Duplicate the Groovy wrapper post from "outTh.join()" up to and including "be scheduled ...".

TEXT:

++++++

2

I'm trying to write a Groovy script that wraps another command and am having trouble with the stdout/stderr order. My script is below:

#!/usr/bin/env groovy
synchronized def output = ""
def process = "qrsh ${args.join(' ')}".execute()

def outTh = Thread.start {
  process.in.eachLine {
    output += it
    System.out.println "out: $it"
  }
}

def errTh = Thread.start {
  process.err.eachLine {
    output += it
    System.err.println "err: $it"
  } 
} 

outTh.join()
errTh.join()
process.waitFor()
System.exit(process.exitValue())

My problem is that the output doesn't appear on the terminal in the correct order. Below is the wrapper's output.

[<cwd>] wrap.groovy -cwd -V -now n -b y -verbose ant target
waiting for interactive job to be scheduled ...
Your interactive job 2831303 has been successfully scheduled.
Establishing builtin session to host <host> ...
Buildfile: build.xml

BUILD FAILED
Target "target" does not exist in the project "null". 

Total time: 0 seconds
Your job 2831303 ("wrap.groovy") has been submitted

Below is the unwrapped command output.

++++++

Records of labeled boxes:
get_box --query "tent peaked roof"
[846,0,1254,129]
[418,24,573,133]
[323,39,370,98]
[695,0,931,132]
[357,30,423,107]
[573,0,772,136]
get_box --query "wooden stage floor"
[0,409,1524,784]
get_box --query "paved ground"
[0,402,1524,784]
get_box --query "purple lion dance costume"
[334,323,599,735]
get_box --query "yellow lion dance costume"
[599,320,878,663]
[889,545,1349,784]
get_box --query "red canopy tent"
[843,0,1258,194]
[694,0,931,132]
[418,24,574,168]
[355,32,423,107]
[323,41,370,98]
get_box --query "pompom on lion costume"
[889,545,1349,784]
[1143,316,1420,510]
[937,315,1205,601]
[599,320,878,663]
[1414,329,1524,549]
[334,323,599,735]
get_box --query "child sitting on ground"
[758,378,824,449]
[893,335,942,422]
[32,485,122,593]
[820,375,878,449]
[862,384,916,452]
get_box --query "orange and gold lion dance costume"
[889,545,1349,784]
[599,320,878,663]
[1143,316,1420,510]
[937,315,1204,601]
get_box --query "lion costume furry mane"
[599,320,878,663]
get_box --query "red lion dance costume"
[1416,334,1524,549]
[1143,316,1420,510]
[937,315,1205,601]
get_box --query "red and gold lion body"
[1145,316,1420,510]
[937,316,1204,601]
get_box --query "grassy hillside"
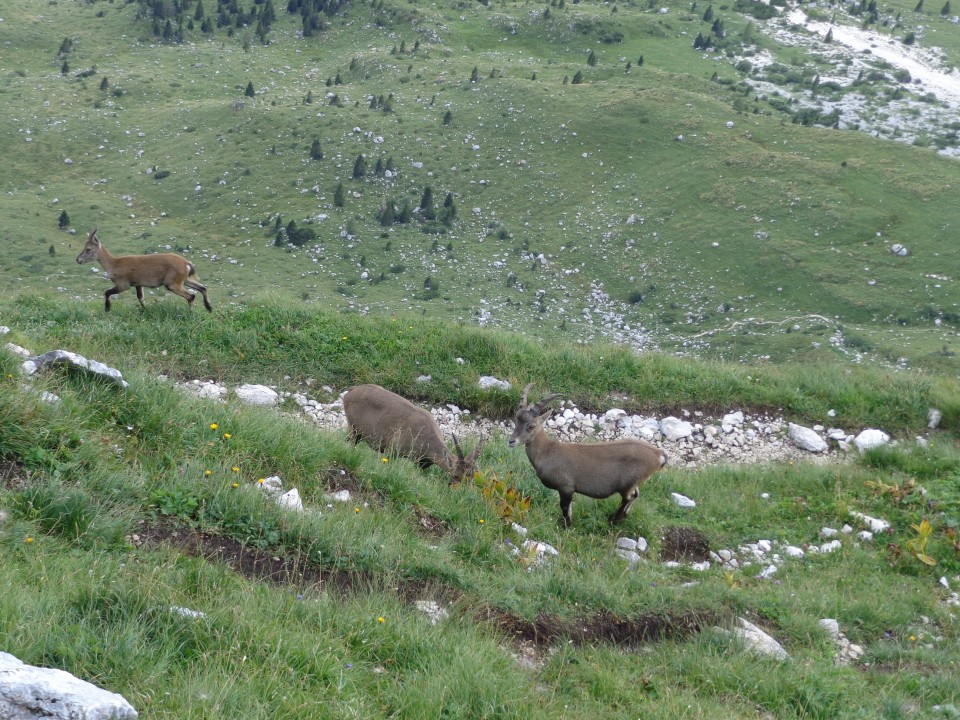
[0,0,960,720]
[0,301,960,720]
[0,0,960,375]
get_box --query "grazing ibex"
[343,385,483,484]
[510,383,667,527]
[77,228,213,312]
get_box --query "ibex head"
[510,383,563,447]
[77,228,100,265]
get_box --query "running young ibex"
[510,383,667,527]
[77,228,213,312]
[343,385,483,484]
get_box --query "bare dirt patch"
[478,608,718,648]
[139,523,718,654]
[660,525,710,562]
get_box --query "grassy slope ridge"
[0,0,960,374]
[0,301,960,720]
[0,0,960,720]
[2,297,960,430]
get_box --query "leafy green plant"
[473,470,530,522]
[907,518,937,567]
[149,488,200,520]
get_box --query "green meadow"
[0,0,960,720]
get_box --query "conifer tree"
[420,185,437,220]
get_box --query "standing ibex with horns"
[510,383,667,527]
[343,385,483,484]
[77,228,213,312]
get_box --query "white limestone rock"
[670,493,697,508]
[233,384,280,407]
[850,510,890,534]
[853,428,890,453]
[480,375,510,390]
[787,423,827,452]
[0,652,138,720]
[731,618,790,660]
[22,350,129,387]
[277,488,303,512]
[659,416,693,442]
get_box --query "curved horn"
[520,383,533,410]
[450,434,464,467]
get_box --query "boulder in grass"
[0,652,138,720]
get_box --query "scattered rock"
[413,600,450,625]
[233,385,280,406]
[720,617,790,660]
[22,350,129,387]
[787,423,827,452]
[850,510,890,533]
[480,375,510,390]
[277,488,303,512]
[660,415,693,442]
[670,493,697,508]
[853,428,890,453]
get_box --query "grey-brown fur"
[77,228,213,312]
[510,383,667,527]
[343,385,483,483]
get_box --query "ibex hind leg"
[610,488,640,524]
[560,493,573,527]
[183,280,213,312]
[103,286,123,312]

++++++

ANSWER FOR THIS EXERCISE:
outTh.join()
errTh.join()
process.waitFor()
System.exit(process.exitValue())

My problem is that the output doesn't appear on the terminal in the correct order. Below is the wrapper's output.

[<cwd>] wrap.groovy -cwd -V -now n -b y -verbose ant target
waiting for interactive job to be scheduled ...